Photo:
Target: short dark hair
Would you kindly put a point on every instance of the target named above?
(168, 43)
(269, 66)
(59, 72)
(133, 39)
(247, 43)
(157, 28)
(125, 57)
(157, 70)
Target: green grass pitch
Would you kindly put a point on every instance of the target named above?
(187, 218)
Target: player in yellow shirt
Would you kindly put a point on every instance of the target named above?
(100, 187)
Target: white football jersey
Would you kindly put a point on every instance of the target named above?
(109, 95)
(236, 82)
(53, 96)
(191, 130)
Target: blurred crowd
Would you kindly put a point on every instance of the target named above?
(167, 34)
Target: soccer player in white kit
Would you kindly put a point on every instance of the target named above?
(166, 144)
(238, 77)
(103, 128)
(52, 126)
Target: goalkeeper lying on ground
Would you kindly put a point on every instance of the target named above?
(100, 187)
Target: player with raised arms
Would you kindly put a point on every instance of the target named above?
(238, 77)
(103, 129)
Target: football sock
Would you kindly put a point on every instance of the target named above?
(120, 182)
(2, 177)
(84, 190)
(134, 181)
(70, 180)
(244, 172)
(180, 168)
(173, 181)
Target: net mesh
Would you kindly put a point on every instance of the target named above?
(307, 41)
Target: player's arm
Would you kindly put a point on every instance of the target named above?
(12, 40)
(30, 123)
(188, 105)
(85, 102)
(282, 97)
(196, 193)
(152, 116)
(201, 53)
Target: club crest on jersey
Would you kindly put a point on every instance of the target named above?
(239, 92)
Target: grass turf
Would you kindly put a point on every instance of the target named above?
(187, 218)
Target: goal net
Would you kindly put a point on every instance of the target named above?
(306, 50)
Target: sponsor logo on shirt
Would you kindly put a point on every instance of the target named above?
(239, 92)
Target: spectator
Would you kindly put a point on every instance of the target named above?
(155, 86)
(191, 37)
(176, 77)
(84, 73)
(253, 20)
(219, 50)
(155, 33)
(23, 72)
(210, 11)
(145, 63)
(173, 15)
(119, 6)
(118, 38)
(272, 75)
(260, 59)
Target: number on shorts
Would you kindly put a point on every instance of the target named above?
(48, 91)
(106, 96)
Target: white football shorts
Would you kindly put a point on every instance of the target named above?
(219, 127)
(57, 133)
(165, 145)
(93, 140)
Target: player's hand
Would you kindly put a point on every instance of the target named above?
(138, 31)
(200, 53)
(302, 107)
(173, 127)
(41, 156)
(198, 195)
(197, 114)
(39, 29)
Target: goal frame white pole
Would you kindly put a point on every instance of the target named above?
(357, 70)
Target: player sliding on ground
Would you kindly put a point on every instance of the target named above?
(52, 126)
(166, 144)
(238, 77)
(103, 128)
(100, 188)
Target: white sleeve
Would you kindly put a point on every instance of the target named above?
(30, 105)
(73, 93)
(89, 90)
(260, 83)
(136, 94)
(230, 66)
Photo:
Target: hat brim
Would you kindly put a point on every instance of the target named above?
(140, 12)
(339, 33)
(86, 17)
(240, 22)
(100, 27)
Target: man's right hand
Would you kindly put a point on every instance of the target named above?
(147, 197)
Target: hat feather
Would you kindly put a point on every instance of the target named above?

□ □ □ □ □ □ □

◆ **Task to complete**: All of the records above are to be copied exactly.

◆ **Task response**:
Photo:
Target: short dark hair
Would you kindly put a point on every instance of the target named above?
(168, 43)
(269, 66)
(59, 72)
(133, 39)
(247, 43)
(157, 28)
(125, 57)
(157, 70)
Target: green grass pitch
Would you kindly put a point on every instance of the target named above?
(187, 218)
Target: player in yellow shirt
Would you kindly put a point on every instance of the target named above?
(100, 187)
Target: white football jersey
Would you kindly put a point on every instance of the target named above?
(109, 95)
(236, 82)
(53, 96)
(191, 130)
Target: blurred crowd
Would you kindly put a point on every instance of the target named above?
(167, 34)
Target: soccer player in white kit
Would you kindly put a point on every instance of the target named above?
(166, 144)
(238, 77)
(103, 128)
(52, 126)
Target: goalkeeper lying on ground
Would you kindly put a point on every instance of the target named above?
(100, 187)
Target: player with raised arms
Would you kindly put a point on every instance of the target named above?
(238, 77)
(103, 129)
Target: football sock
Would you kindly put a point on every instance of the target named above?
(120, 182)
(2, 177)
(84, 190)
(134, 181)
(70, 180)
(244, 172)
(180, 168)
(173, 181)
Target: net mesh
Would you kindly put a point on every instance of the target named above?
(307, 41)
Target: player's arm
Would you kindly put a point on every instance of the target named above?
(12, 40)
(30, 123)
(188, 105)
(85, 102)
(282, 97)
(196, 193)
(152, 116)
(201, 53)
Target: club crest on jersey
Would you kindly put a point on every instance of the target named above?
(239, 92)
Target: grass turf
Would you kindly put a point on every instance of the target named above?
(187, 218)
Target: goal net
Would you kindly put a point on every instance of the target named above?
(306, 50)
Target: sponsor logo on shirt
Would you kindly put a point on every instance of the target named above?
(239, 92)
Target: spectator
Would you kindly put a point on every instance of the target named above?
(155, 86)
(191, 37)
(176, 77)
(84, 73)
(253, 20)
(219, 50)
(155, 33)
(23, 72)
(210, 11)
(145, 63)
(173, 15)
(119, 6)
(118, 38)
(272, 75)
(260, 59)
Target: number on shorts
Would you kindly put a point on every instance of the target named above?
(48, 91)
(106, 96)
Target: white football shorts
Would you kindly put a point on every instance of the target named above?
(219, 127)
(57, 133)
(165, 145)
(93, 140)
Target: player's hand
Would you kindly put a point on every instance of the target named above?
(138, 31)
(200, 53)
(302, 107)
(173, 127)
(41, 156)
(198, 195)
(197, 114)
(39, 29)
Target: goal frame white pole
Would you kindly put a point on every instance of the target named above?
(357, 70)
Target: player sliding on ground
Would you kindly put a point on every instance of the target named above?
(52, 126)
(166, 144)
(238, 77)
(103, 128)
(100, 188)
Target: white sleeve
Would you kindly put a point on every instance of the target named above?
(30, 105)
(73, 93)
(89, 90)
(260, 83)
(136, 94)
(230, 66)
Photo:
Target: hat brim
Would you kindly put a point on every instance of the target named above?
(140, 12)
(339, 33)
(86, 17)
(240, 22)
(100, 27)
Target: man's right hand
Would you kindly put a point on every instance of the target named above?
(147, 197)
Target: hat feather
Would you kindly put a point on every instance of the target named above?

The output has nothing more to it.